** Begin Dataset excerpts **

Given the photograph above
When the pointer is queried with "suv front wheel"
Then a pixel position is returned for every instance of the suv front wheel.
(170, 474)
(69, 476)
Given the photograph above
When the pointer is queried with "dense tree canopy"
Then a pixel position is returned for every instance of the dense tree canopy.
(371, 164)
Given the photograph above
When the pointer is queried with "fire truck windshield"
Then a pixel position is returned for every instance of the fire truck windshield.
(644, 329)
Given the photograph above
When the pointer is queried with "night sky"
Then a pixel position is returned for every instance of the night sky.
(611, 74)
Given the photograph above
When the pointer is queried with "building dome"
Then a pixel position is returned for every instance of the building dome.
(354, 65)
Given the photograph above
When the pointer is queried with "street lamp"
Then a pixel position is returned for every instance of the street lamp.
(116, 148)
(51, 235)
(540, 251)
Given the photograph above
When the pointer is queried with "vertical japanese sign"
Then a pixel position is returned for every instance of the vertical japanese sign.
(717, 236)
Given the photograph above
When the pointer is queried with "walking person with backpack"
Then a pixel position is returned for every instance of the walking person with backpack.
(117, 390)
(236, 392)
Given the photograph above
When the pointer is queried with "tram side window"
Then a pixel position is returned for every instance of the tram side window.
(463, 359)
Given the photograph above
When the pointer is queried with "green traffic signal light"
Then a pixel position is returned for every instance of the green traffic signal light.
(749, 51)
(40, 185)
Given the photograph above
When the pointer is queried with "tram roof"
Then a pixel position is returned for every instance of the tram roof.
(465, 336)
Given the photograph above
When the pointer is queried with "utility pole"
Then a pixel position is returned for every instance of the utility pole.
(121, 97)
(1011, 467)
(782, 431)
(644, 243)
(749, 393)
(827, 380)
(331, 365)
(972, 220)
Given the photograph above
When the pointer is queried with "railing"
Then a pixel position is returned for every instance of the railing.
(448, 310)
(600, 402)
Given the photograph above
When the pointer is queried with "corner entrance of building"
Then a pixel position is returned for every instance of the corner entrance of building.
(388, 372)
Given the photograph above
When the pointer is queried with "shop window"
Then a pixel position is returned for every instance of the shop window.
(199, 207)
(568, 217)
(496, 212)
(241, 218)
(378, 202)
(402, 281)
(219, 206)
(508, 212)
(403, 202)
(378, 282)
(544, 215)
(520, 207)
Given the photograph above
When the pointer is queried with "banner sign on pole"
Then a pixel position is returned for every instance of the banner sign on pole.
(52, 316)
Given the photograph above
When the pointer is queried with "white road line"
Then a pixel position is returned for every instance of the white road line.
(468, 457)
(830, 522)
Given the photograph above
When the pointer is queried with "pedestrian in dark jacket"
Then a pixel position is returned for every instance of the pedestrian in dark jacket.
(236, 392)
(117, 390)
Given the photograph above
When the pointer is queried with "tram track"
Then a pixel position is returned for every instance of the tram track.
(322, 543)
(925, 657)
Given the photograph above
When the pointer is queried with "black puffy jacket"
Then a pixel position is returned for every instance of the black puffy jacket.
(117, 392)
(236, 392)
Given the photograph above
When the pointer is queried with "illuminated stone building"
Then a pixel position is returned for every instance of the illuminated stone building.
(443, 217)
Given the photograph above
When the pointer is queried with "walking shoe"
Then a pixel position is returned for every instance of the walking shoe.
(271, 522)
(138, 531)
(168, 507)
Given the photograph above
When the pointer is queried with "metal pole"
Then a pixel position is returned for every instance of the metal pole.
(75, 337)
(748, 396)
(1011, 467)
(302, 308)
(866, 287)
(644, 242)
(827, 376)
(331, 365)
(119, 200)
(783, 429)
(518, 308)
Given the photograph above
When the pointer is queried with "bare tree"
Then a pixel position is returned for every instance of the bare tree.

** End Dataset excerpts **

How many of the lines above contain the string "window"? Case matters, and the answer should be the number alone.

- _Reply_: 4